▶ [EXERCISE BRIEF] Quote, word for word, every line starting at the line that contains "Shelf-audit task: drop a dot on every instance of the antenna." and ending with the last line of the records; include both of these lines and no others.

▶ [INPUT FOR THIS TASK]
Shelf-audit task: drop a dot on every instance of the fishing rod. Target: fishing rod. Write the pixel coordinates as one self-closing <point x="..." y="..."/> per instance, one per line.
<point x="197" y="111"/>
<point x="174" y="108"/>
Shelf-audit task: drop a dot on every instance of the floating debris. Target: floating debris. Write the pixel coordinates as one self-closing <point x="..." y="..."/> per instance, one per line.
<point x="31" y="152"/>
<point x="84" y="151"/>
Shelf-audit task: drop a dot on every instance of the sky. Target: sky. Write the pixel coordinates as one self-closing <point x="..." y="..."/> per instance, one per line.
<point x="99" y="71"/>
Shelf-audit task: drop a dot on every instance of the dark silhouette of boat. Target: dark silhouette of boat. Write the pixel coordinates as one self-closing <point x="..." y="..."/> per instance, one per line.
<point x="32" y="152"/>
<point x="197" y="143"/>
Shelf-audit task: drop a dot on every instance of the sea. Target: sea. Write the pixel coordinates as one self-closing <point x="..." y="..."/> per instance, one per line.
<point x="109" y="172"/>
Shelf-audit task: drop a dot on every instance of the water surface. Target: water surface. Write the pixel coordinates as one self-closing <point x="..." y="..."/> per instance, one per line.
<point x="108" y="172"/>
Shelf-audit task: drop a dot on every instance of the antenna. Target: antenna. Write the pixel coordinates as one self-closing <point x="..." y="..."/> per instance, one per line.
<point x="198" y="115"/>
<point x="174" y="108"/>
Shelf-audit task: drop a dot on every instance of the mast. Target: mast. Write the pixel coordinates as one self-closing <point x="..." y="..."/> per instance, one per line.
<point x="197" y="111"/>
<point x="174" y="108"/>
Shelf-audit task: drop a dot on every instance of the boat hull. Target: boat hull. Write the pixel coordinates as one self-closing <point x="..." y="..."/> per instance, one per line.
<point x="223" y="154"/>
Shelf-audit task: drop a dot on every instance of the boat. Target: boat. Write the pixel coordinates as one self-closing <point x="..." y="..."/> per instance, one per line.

▶ [ANSWER TO THIS TASK]
Shelf-audit task: drop a dot on every instance of the antenna. Target: antenna. Write the pixel coordinates as one self-closing <point x="..." y="..."/> per instance, one per line.
<point x="198" y="115"/>
<point x="174" y="108"/>
Shelf-audit task: drop a dot on every instance of the mast. Target: mast. Write the pixel coordinates as one self-closing <point x="..." y="..."/> per instance, one per line.
<point x="197" y="111"/>
<point x="174" y="108"/>
Shelf-audit task: drop a dot on every instance of the boat hull. Target: boat hull. Write the pixel coordinates as one self-closing <point x="..." y="..."/> per instance, one per line.
<point x="223" y="154"/>
Shelf-audit task: drop a dot on every instance of the boat. Target: boat. Write the pixel coordinates as one self-closing <point x="..." y="..."/> per instance, one per line.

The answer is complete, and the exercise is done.